◆ AIM OF THE TASK ◆
Repeat, word for word, each of the records shown below, without their pictures.

※

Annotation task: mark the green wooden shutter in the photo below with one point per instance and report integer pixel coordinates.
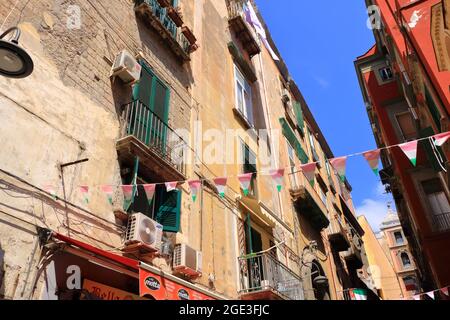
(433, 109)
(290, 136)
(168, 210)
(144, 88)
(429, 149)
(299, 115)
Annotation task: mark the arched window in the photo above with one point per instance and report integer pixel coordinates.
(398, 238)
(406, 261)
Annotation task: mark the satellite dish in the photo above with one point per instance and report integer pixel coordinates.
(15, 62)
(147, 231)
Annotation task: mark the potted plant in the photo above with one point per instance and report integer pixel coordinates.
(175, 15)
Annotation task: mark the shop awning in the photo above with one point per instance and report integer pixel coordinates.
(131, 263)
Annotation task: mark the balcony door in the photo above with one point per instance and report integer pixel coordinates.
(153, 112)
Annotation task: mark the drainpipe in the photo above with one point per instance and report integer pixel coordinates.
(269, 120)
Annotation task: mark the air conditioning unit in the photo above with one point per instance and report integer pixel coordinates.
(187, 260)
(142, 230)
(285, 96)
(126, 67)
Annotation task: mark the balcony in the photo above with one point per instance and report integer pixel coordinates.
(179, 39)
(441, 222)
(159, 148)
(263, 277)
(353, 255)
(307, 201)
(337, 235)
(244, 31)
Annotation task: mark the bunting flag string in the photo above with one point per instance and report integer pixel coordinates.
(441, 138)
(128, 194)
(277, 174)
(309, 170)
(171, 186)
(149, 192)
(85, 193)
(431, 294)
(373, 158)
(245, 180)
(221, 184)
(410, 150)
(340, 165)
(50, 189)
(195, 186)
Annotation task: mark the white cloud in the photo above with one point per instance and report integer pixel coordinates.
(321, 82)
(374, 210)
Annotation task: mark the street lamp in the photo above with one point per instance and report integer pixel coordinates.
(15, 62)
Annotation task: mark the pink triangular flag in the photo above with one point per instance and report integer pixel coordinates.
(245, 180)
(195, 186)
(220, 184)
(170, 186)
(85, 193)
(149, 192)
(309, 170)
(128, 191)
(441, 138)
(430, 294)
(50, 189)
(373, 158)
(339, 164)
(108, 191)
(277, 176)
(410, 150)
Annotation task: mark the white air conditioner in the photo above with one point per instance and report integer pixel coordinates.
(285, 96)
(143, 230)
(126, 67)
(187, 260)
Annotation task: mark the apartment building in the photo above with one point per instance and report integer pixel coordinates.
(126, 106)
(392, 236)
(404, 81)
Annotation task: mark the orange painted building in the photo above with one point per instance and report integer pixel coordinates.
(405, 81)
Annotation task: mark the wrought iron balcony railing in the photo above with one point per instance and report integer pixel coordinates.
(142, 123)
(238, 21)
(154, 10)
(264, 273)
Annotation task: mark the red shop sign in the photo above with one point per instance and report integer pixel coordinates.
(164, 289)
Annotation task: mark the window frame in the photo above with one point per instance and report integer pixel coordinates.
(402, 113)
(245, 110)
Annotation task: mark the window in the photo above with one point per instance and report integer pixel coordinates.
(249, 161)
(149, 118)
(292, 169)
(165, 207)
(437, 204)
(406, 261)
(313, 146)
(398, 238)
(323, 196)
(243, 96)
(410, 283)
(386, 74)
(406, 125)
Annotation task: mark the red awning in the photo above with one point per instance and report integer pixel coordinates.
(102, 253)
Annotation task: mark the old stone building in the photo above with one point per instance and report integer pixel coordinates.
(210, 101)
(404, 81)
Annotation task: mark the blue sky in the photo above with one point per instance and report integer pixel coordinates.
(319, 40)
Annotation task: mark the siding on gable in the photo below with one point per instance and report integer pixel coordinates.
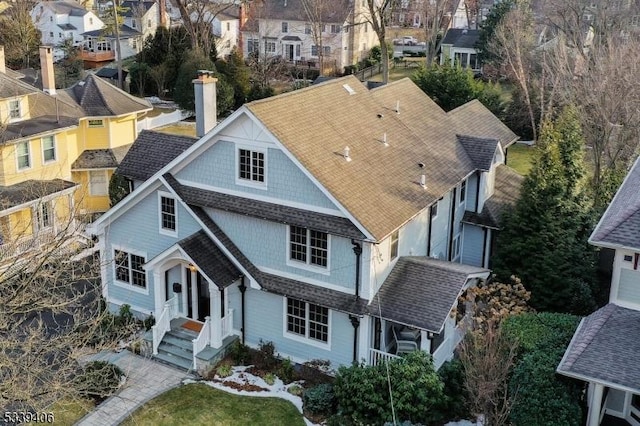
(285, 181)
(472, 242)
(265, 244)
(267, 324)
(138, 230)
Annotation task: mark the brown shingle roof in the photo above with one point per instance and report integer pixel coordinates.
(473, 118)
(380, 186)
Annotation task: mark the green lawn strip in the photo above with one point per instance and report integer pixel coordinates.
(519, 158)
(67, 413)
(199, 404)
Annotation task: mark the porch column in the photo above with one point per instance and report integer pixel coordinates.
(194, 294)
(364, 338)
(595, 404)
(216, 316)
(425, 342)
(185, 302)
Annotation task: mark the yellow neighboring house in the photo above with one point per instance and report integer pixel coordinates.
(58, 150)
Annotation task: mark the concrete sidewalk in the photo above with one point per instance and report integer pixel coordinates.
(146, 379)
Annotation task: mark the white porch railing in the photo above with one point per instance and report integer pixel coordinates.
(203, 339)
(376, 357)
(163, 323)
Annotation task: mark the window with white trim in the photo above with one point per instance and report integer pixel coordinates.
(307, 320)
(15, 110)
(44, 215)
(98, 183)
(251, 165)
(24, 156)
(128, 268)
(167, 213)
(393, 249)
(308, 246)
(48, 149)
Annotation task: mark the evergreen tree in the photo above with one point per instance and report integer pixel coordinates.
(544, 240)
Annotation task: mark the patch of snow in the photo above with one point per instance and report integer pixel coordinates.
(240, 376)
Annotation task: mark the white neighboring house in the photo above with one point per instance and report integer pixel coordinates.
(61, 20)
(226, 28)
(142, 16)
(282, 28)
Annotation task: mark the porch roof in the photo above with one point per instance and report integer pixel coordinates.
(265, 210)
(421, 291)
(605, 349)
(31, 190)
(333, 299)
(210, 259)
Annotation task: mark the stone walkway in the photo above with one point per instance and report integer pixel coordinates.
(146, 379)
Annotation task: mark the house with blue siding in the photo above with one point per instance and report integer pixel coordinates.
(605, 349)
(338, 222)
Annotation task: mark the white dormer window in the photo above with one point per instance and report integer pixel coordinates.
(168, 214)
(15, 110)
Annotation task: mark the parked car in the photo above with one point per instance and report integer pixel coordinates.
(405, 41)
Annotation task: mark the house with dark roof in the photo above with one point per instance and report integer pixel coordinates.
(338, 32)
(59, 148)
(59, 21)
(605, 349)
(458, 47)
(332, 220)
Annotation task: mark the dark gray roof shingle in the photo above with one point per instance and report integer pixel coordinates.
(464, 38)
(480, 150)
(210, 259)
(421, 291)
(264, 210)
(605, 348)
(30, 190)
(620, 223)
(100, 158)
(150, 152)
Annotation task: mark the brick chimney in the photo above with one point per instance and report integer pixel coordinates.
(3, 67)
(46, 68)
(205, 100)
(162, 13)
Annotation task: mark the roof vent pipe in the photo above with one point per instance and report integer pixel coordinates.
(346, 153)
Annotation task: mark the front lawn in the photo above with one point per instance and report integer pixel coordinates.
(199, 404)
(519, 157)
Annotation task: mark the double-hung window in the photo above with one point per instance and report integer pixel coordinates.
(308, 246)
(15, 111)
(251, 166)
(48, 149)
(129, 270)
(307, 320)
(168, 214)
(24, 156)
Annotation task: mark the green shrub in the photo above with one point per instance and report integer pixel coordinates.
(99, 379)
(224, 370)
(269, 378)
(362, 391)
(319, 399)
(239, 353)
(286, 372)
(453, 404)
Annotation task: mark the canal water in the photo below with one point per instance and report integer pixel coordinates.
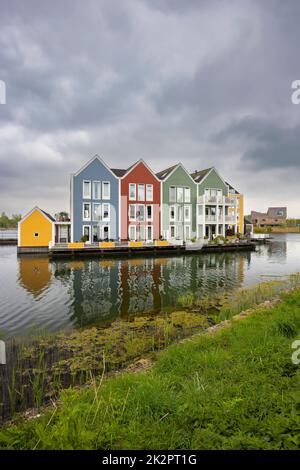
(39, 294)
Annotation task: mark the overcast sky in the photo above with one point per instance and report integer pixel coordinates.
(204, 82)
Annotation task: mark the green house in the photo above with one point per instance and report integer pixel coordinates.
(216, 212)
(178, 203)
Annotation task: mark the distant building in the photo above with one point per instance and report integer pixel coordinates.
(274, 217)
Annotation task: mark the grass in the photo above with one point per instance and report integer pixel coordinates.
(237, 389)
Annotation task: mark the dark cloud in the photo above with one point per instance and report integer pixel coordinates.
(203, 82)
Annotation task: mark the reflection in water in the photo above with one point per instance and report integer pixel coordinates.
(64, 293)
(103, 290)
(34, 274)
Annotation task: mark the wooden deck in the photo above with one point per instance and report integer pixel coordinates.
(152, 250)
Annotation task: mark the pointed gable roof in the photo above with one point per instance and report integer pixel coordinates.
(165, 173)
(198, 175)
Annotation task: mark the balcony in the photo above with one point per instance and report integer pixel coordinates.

※

◆ ANSWER SECTION ◆
Annotation task: mark the green wooden shutter in the photo below with one point per instance and report integer pixel coordinates.
(433, 109)
(290, 136)
(168, 210)
(144, 88)
(429, 149)
(299, 115)
Annotation task: mark the arched window in the photo above with one point per instance and report integer pixel coordinates.
(398, 238)
(406, 261)
Annotation task: mark the satellite dish in the photo above with one point per instance and report integer pixel coordinates.
(15, 62)
(147, 231)
Annotation task: mark the potted plant in the photo above with one point per instance and report integer pixel coordinates.
(175, 15)
Annotation task: mark the shop awning in the photo above with one point per instance and report integer pixel coordinates.
(131, 263)
Annotation task: mark the balcony door in the photo above with one point per instance and report integer pixel coordinates.
(153, 112)
Annotation task: mark the drainpipe in the photo above with one point per instance and report integer pixel coordinates.
(269, 120)
Annotation task: mark the air conditioning unit in the photo above with one point per instance and report integer pixel coordinates.
(187, 260)
(142, 230)
(285, 96)
(126, 67)
Annotation task: mark the balcony in the photo above with one point per instance and report integer pixel coordinates.
(179, 39)
(441, 222)
(159, 148)
(263, 277)
(353, 255)
(307, 201)
(337, 235)
(244, 31)
Annotation task: mark the bunting flag string in the photo above with one point per instance and report integer pixel coordinates.
(441, 138)
(128, 194)
(277, 174)
(309, 170)
(171, 186)
(149, 192)
(85, 193)
(431, 294)
(373, 158)
(245, 180)
(221, 184)
(410, 150)
(340, 165)
(50, 189)
(195, 186)
Annotation task: mark the white cloud in the photo above with one point per instance and report integer pixel coordinates.
(321, 82)
(374, 210)
Annotation task: mark the street lamp in the photo above with one point per instance and report integer pixel coordinates.
(15, 62)
Annotation task: mark the pink triangular flag in the photo above with one point per instance and report integer pixel coordinates.
(245, 180)
(195, 186)
(220, 184)
(170, 186)
(85, 193)
(149, 192)
(309, 170)
(128, 191)
(441, 138)
(430, 294)
(50, 189)
(373, 158)
(339, 164)
(108, 191)
(277, 176)
(410, 150)
Annotation task: mark the white air conditioner in the photo above with one point per instance and report integer pixel coordinates.
(285, 96)
(143, 230)
(126, 67)
(187, 260)
Annotation task: mark the apartment building in the photo above with one point per instance and report integer pixel coordinates.
(126, 106)
(392, 236)
(404, 81)
Annotation task: mark the orange painted building in the photo above with one point per instance and report integer pixel coordinates.
(405, 81)
Annotation task: mark the wrought iron balcony railing in the photo above with one point per instance and report integer pixel coordinates.
(142, 123)
(238, 21)
(154, 10)
(264, 273)
Annotation task: mark the red shop sign in the photo above with one point per instance and report integer pixel coordinates.
(164, 289)
Annotation task: mark the window frame in the photo above with one point per instance and report integer pixel coordinates.
(402, 113)
(245, 110)
Annotation task: mark the window in the photo above with one point per instance and report integer pixel coordinates.
(249, 161)
(149, 118)
(292, 169)
(165, 207)
(437, 204)
(406, 261)
(313, 146)
(398, 238)
(323, 196)
(243, 96)
(410, 283)
(386, 74)
(406, 125)
Annotation task: mark the red awning in the photo above with one point per instance and report integer pixel coordinates.
(102, 253)
Annotation task: mark the old stone building in the photo above with one point per instance and report integer pixel coordinates.
(210, 101)
(404, 81)
Annotation task: mark the blue sky in the photo above with one point per instance and report integer pixel coordinates.
(319, 40)
Annotation task: mark the siding on gable in the photo below with one point per instance and report integer pixel coordinates.
(285, 181)
(472, 242)
(265, 244)
(267, 324)
(138, 230)
Annotation task: mark the brown shingle roof in the photo above with one point per instance and report integer pixel coordinates.
(473, 118)
(380, 186)
Annotation task: mark the green lawn strip in the photo above with one point per instance and report integer pixel coordinates.
(519, 158)
(67, 413)
(199, 404)
Annotation task: mark the porch column in the photo above with one point per instance and report integer pixel coordinates.
(194, 294)
(364, 338)
(595, 404)
(216, 316)
(425, 342)
(185, 302)
Annotation task: mark the yellow neighboring house in the photo above with one point per instance and report integer pixel coordinates.
(58, 150)
Annotation task: mark the concrete sidewalk in the photo above with one point per instance and report integer pixel coordinates.
(146, 379)
Annotation task: mark the white porch railing in the photo above with one point per instance and report integer pixel coordinates.
(203, 339)
(376, 357)
(163, 323)
Annotation task: mark the window with white trim in the photo above with one point per instance and report integer pixel coordinates.
(307, 320)
(15, 110)
(44, 215)
(98, 183)
(251, 165)
(24, 156)
(128, 268)
(167, 213)
(393, 249)
(308, 246)
(48, 149)
Annotation task: mark the evergreen tree in the photo above with one point per instance and report integer pixel coordinates.
(544, 240)
Annotation task: mark the patch of snow in the photo above with one point per instance and report integer pixel coordinates.
(240, 376)
Annotation task: mark the white neighboring house in the photo above with one point per instance and report integer pixel coordinates.
(61, 20)
(226, 28)
(142, 16)
(282, 28)
Annotation task: mark the porch roof in the photo above with one point per instance and report integer pixel coordinates.
(265, 210)
(421, 291)
(605, 349)
(31, 190)
(333, 299)
(210, 259)
Annotation task: mark the stone walkway in the photo above with one point per instance and report integer pixel coordinates.
(146, 379)
Annotation task: mark the house with blue siding in the photo above with one point per instance and report integer pixel coordinates.
(605, 349)
(338, 222)
Annotation task: mark the white dormer window in the photo above with one point per instance and report integer pixel coordinates.
(168, 214)
(15, 110)
Annotation task: mark the parked car in the photo above with one point per instance and report integer pixel coordinates.
(405, 41)
Annotation task: mark the house with dark roof in the photo above with one point per instance and report integer pixel coordinates.
(338, 32)
(59, 148)
(59, 21)
(605, 349)
(458, 47)
(332, 220)
Annotation task: mark the dark gray roof shingle in the photo above with one point per instance and report integer pixel coordinates.
(464, 38)
(480, 150)
(210, 259)
(421, 291)
(264, 210)
(605, 348)
(30, 190)
(620, 223)
(100, 158)
(150, 152)
Annotation task: mark the brick chimney in the photo above with one point per instance and report integer pixel coordinates.
(3, 67)
(46, 68)
(205, 100)
(162, 13)
Annotation task: mark the roof vent pipe in the photo above with one point per instance and report integer pixel coordinates.
(346, 153)
Annotation task: mark the front lawn in the photo above with one point per instance and report integer pixel coordinates.
(199, 404)
(519, 157)
Annotation task: mark the double-hung window in the photo above with one point per instance and report integer pixel coordinates.
(308, 246)
(15, 111)
(251, 166)
(48, 149)
(129, 270)
(307, 320)
(168, 214)
(24, 156)
Annotation task: mark the green shrub in the photo above with one point per instance and report integer pixel coordinates.
(99, 379)
(224, 370)
(269, 378)
(362, 391)
(319, 399)
(239, 353)
(286, 372)
(453, 404)
Annotation task: mark the canal water in the photo below with one point per instance and report integer pixel coordinates.
(39, 294)
Annotation task: mark the overcast sky in the photo above with one point per instance and report integer pixel coordinates.
(204, 82)
Annotation task: mark the green house in the photo above with one point per instance and report integer pixel coordinates.
(216, 212)
(178, 203)
Annotation task: mark the distant building in the photo above with one point per instance and report integer pixel coordinates.
(274, 217)
Annotation task: mark the grass in the photo above with one point per instance and report integer pixel coordinates.
(237, 389)
Annotation task: mark the dark cloud in the photo above with one point per instance and report integer pixel coordinates.
(203, 82)
Annotation task: mark the reflection in water in the photo above with one point per instance and report integer pixel coordinates.
(64, 293)
(103, 290)
(34, 274)
Annotation task: mark the wooden deck in the photo above with one point per instance and report integer pixel coordinates.
(152, 250)
Annotation task: mark the pointed gable roof in the photo above with one point per instance and report integer pixel coordinates.
(165, 173)
(198, 175)
Annotation task: mark the balcony in the photo above with one point per instance and report integer pixel coordinates.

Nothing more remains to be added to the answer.